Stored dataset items

━━━

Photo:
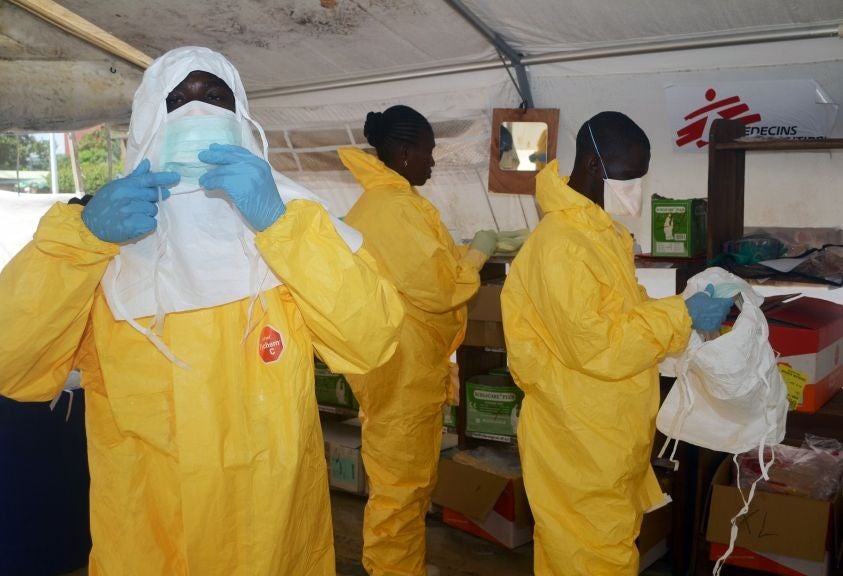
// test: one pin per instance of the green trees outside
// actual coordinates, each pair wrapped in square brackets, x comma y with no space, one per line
[34,154]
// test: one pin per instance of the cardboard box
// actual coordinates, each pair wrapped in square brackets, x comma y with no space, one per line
[770,563]
[785,534]
[449,416]
[652,538]
[679,226]
[483,503]
[808,335]
[485,324]
[333,389]
[493,405]
[345,462]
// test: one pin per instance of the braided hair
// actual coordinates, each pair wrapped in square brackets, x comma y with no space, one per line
[396,125]
[614,132]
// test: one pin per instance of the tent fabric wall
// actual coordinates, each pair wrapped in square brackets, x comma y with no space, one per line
[631,84]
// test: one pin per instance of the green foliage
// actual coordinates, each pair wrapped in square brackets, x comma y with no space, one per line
[93,159]
[34,154]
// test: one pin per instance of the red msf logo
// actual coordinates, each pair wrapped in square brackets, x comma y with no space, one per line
[729,108]
[270,345]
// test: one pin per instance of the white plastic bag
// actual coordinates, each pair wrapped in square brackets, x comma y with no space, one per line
[729,395]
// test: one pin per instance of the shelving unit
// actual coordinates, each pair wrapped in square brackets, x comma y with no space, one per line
[728,146]
[474,360]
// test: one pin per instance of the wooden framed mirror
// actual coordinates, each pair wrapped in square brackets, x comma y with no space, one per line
[523,142]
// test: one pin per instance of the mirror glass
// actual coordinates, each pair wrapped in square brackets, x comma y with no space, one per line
[523,146]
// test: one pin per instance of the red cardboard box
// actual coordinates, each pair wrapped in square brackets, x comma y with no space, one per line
[483,503]
[808,335]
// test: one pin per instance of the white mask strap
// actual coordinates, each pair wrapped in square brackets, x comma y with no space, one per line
[264,142]
[254,270]
[147,332]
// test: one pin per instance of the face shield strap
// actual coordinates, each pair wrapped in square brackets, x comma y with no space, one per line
[597,150]
[254,271]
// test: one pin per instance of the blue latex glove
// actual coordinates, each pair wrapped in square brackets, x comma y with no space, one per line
[125,208]
[707,313]
[248,181]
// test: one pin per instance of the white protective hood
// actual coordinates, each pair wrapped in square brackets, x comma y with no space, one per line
[149,109]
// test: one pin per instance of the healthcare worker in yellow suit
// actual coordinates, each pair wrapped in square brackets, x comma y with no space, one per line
[401,402]
[204,444]
[584,342]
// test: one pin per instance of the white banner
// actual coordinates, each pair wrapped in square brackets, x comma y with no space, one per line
[797,109]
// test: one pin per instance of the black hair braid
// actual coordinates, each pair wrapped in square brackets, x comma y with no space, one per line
[614,132]
[396,125]
[373,129]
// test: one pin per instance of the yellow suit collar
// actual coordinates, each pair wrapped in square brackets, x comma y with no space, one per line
[554,195]
[370,171]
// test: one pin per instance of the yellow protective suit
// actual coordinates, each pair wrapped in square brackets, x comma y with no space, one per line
[584,341]
[402,401]
[218,469]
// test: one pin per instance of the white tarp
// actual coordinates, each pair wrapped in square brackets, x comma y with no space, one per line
[19,216]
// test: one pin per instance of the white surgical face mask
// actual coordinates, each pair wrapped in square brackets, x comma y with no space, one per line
[620,197]
[188,131]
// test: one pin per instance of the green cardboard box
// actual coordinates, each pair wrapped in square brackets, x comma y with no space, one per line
[449,416]
[493,405]
[342,452]
[679,227]
[333,389]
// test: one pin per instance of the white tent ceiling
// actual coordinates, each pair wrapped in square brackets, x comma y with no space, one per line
[52,80]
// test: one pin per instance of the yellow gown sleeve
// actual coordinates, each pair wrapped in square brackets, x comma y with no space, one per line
[353,313]
[609,345]
[46,293]
[430,274]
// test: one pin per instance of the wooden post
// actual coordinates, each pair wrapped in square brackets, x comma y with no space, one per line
[78,184]
[72,23]
[109,152]
[725,185]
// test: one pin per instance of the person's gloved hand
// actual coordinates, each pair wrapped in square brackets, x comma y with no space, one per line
[248,181]
[125,208]
[511,241]
[707,313]
[485,241]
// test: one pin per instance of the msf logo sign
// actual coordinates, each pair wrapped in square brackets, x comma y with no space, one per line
[270,345]
[730,108]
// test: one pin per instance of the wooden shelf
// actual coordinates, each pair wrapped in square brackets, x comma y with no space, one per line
[728,145]
[338,410]
[776,145]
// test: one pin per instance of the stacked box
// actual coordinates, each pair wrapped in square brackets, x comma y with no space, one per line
[493,404]
[679,227]
[342,452]
[449,419]
[333,389]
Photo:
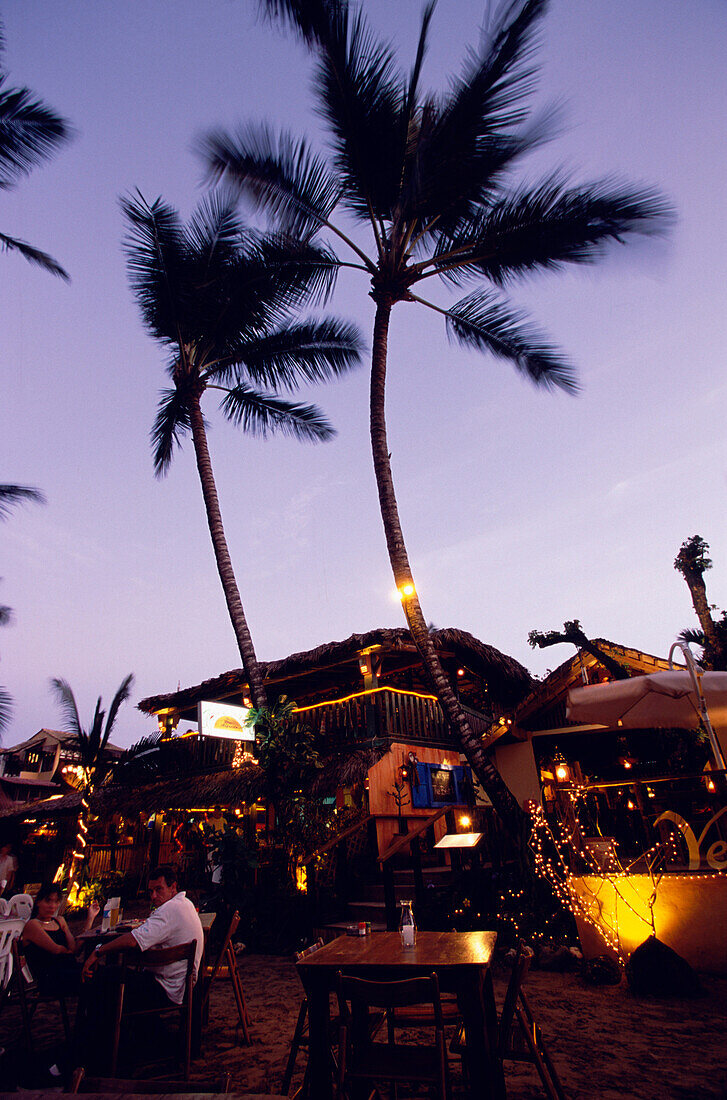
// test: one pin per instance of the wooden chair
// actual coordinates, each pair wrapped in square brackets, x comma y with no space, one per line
[299,1040]
[80,1082]
[363,1060]
[524,1042]
[227,957]
[30,996]
[158,957]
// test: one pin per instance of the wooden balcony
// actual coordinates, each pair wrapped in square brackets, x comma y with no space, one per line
[388,715]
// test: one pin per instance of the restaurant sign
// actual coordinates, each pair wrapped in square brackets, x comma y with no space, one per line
[220,719]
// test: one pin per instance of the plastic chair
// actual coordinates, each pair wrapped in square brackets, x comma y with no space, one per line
[160,957]
[80,1082]
[363,1060]
[9,932]
[30,996]
[20,906]
[525,1042]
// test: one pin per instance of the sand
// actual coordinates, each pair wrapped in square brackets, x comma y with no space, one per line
[605,1042]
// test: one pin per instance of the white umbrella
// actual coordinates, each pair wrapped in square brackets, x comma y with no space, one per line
[679,697]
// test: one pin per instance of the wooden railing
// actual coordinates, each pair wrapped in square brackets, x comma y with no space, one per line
[412,843]
[388,714]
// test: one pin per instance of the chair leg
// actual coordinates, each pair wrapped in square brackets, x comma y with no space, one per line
[117,1031]
[540,1057]
[295,1046]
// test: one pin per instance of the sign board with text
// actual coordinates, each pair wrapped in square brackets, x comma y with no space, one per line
[221,719]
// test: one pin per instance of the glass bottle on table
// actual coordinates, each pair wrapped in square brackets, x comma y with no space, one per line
[407,925]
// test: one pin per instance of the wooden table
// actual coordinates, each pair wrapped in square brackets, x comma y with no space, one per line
[461,960]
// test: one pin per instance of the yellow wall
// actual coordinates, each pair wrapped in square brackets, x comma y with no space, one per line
[690,915]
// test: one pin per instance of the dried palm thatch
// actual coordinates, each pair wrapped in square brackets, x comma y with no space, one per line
[507,680]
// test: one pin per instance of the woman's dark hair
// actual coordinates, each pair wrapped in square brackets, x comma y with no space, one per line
[46,891]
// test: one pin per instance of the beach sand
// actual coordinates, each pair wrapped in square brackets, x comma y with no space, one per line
[605,1042]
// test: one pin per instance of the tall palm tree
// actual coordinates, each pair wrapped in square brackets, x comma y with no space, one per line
[91,746]
[222,301]
[30,133]
[432,177]
[10,497]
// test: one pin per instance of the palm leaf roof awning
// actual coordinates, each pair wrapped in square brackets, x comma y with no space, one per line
[328,669]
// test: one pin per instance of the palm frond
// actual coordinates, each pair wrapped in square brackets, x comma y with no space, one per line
[155,250]
[363,97]
[473,134]
[297,353]
[547,227]
[171,424]
[122,694]
[485,321]
[12,495]
[33,255]
[30,133]
[6,708]
[66,701]
[277,173]
[263,414]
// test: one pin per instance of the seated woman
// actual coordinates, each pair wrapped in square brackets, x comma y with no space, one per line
[48,945]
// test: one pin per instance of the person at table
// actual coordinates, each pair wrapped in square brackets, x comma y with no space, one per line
[8,868]
[48,944]
[174,921]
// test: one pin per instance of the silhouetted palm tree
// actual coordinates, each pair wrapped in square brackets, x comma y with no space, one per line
[30,133]
[91,745]
[222,300]
[10,496]
[431,175]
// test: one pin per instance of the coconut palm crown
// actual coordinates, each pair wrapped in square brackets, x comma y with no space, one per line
[91,745]
[30,133]
[224,301]
[432,175]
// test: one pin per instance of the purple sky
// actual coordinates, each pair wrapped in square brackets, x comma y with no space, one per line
[520,508]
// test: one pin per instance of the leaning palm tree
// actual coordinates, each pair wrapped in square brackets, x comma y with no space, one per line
[30,133]
[432,177]
[222,301]
[91,746]
[10,497]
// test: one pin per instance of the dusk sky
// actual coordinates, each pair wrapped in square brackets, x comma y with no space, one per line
[520,508]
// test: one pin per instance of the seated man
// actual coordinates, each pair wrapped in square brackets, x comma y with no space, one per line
[174,921]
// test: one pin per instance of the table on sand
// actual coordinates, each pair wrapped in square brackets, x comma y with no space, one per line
[461,960]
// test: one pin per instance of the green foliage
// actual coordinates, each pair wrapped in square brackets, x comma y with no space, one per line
[287,754]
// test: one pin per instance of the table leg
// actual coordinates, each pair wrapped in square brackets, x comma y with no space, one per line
[476,1001]
[319,1059]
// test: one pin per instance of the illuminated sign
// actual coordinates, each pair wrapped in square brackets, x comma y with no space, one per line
[220,719]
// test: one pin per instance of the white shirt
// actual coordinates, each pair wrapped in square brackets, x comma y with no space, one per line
[174,923]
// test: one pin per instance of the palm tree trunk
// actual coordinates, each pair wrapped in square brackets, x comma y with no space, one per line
[498,793]
[222,557]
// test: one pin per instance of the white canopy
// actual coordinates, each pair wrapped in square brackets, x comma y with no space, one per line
[661,699]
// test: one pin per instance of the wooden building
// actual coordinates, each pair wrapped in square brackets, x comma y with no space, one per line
[368,700]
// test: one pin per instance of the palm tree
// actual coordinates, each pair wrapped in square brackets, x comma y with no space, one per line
[221,300]
[10,496]
[91,745]
[30,133]
[431,176]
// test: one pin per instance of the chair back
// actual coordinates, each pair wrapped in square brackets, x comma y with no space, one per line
[520,967]
[20,906]
[388,994]
[209,978]
[310,949]
[9,933]
[81,1084]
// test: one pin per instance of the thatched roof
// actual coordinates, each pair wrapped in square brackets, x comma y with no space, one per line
[220,788]
[320,669]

━━━

- [Your instructions]
Go through the data above and print exactly the lines from its first line through the line holding "the braided hair", both included, leaving pictures aside.

- [Exercise output]
Photo:
// test: one pin per instance of the green trees outside
// actual coordinates, each pair wrapped in square brackets, x comma y with no space, one per line
[34,154]
// test: one pin per instance of the cardboard box
// actual coordinates, each pair wrapped in square brackets, x comma y with no space, one per line
[770,563]
[785,534]
[449,416]
[652,538]
[679,226]
[483,503]
[808,335]
[485,324]
[333,389]
[493,405]
[345,462]
// test: one pin per instance of the braided hair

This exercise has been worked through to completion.